Text under study –
↓↓↓

"Jesus went through all of the towns and villages, teaching in their synagogues, preaching the good news of the kingdom and healing every disease and sickness. When he saw the crowds, he had compassion on them, because they were harassed and helpless, like sheep without a shepherd. Then he said to his disciples, "The harvest is plentiful but the workers are few. Ask the Lord of the harvest, therefore, to send out workers into his harvest field.""
Matt. 9: 35-38
I just finished a 4 month gig working at an inner-city school that serves a very marginalized bunch of kids and their families. There is a lot of poverty, homelessness and abuse that comes with this territory. Many of the older kids are affiliated with gangs and such. Not a lot of positive choices are being made.
To top that all off, last month we had a tornado that decided to visit this area. Since half of the homes in this area are rentals, a huge chunk of the residents are now left with few options. It's a difficult environment to work in because you tend to see, at best, only a few glimpses of hope in these types of circumstances.
So I need to vent a bit.
But first, please pay close attention to the lyrics in this song.
I hate poverty. I hate what it does to people. I hate how it degrades the "Image of God" into something that is almost sub-human.

↑↑↑

Your task – Continue the reflection on poverty and the inner-city school, picking up after its final sentence.

Information provided –
↓↓↓

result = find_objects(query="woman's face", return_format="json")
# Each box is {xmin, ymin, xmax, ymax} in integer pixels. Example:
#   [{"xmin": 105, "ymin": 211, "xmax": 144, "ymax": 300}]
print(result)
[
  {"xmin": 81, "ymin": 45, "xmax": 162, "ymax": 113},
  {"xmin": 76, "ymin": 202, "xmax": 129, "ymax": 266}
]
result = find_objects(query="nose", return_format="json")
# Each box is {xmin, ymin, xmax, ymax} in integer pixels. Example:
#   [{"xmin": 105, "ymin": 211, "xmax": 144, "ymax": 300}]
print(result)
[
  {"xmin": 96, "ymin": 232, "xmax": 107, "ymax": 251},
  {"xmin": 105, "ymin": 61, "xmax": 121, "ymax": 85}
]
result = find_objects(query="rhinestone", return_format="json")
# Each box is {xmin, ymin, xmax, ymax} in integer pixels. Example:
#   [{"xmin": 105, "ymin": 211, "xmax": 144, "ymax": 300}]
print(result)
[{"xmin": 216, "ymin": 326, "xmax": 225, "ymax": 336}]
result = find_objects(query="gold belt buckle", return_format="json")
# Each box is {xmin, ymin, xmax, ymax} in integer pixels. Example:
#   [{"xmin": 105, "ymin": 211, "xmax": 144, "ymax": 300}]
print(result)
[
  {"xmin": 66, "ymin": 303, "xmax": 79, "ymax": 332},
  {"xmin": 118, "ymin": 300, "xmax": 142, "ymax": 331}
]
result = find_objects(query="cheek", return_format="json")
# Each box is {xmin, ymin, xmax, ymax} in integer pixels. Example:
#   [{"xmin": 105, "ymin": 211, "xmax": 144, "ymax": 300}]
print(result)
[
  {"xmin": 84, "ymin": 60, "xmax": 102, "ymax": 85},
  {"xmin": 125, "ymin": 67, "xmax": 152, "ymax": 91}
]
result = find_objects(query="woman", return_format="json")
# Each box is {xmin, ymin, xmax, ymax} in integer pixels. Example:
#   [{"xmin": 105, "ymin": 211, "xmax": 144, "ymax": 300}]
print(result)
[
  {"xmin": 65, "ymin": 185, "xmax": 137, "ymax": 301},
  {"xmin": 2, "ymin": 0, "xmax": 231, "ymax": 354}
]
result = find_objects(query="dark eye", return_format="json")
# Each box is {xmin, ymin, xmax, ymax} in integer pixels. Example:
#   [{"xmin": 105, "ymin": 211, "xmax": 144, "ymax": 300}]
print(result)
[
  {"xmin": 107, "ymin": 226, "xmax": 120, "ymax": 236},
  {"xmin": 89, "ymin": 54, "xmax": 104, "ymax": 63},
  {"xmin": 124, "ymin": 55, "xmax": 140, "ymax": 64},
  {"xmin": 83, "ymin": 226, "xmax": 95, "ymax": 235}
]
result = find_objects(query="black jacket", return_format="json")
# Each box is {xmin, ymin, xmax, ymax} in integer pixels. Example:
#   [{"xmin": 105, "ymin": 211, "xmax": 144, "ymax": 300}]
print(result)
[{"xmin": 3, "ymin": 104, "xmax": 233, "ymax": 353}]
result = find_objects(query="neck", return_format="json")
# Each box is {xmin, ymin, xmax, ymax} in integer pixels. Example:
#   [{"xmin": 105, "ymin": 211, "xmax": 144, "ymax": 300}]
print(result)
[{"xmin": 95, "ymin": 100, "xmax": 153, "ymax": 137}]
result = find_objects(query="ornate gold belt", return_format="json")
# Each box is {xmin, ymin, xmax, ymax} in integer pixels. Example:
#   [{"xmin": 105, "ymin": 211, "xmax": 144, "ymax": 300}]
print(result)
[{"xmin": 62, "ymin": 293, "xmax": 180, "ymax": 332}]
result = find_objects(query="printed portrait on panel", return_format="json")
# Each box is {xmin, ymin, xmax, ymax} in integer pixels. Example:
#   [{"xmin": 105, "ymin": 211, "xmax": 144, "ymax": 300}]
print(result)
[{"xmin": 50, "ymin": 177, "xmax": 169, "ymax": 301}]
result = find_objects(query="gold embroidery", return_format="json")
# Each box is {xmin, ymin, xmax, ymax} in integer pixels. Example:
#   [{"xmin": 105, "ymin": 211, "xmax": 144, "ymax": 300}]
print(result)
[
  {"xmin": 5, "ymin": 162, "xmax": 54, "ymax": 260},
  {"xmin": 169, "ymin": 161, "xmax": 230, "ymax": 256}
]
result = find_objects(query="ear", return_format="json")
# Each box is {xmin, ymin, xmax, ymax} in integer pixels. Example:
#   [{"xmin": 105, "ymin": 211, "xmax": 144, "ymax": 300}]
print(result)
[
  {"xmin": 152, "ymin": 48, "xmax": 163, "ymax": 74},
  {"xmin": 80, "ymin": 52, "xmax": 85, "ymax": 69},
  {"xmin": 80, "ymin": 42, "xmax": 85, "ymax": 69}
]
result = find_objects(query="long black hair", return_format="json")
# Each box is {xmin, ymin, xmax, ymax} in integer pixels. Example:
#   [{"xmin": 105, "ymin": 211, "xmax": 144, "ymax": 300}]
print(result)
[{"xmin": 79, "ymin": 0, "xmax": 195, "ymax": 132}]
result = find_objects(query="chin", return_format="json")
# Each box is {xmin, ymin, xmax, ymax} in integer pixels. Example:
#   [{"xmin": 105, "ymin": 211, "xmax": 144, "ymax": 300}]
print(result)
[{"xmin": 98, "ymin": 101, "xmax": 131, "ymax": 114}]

↑↑↑

Result of this exercise –
I hate "Liberals." I hate how, through some type of guilt-ridden conscience, they will throw good money after bad. I hate their ideas that another government program here and there, with it's top-heavy bureaucracy in which the money flows upwards, will actually make any meaningful dent in these situations. I hate how they feel very self-satisfied that they "Did something to make a difference," but actually only eased their poor self-esteem.
I hate "Conservatives." I hate how they talk from time to time about helping the poor, but in all actuality, they barely give a damn. Our welfare state sucks!!! But the fact is, it's the only one we have, and I rarely see any "Conservative-Republican" offering a functional, practical or realistic alternative. What I DO see is that when it comes time for budget cuts, they go after programs that serve the poor as if it were as natural as breathing.
I hate "Community Activists." I hate how they think that they can lead a neighborhood, but can't even set a halfway decent example for their kids at home. They are great at getting people all riled up...which may explain why their children are often such little shits. I hate that it is often my tax dollars that fund their ridiculous programs that only serve to put money in their pockets.
I hate people with easy and simplistic answers to difficult problems. I hate their pat answers and broad generalizations. I hate how they can make wise and learned pronouncements when most of them have never spent much time at all with any poor people, let alone getting to know them as a human beings. (That goes for people who make broad statements about the rich, too, and their desire to soak them for their money.)
I also hate the "Poor." Poverty in America is unlike any poverty that I have seen in other countries. I don't understand how a poor person can have a cell phone, but no job or house. I hate how they so often assume that they are owed things and entitled to "Stuff" simply because they breathe air. I have watched the Red Cross hand out water, food and toys to people, children and families for a few weeks now. I was appalled and HATED seeing so many of these gifts strewn about our park like half-eaten trash. (I watched some kids use their free sandwiches as toys to be kicked around the yard.)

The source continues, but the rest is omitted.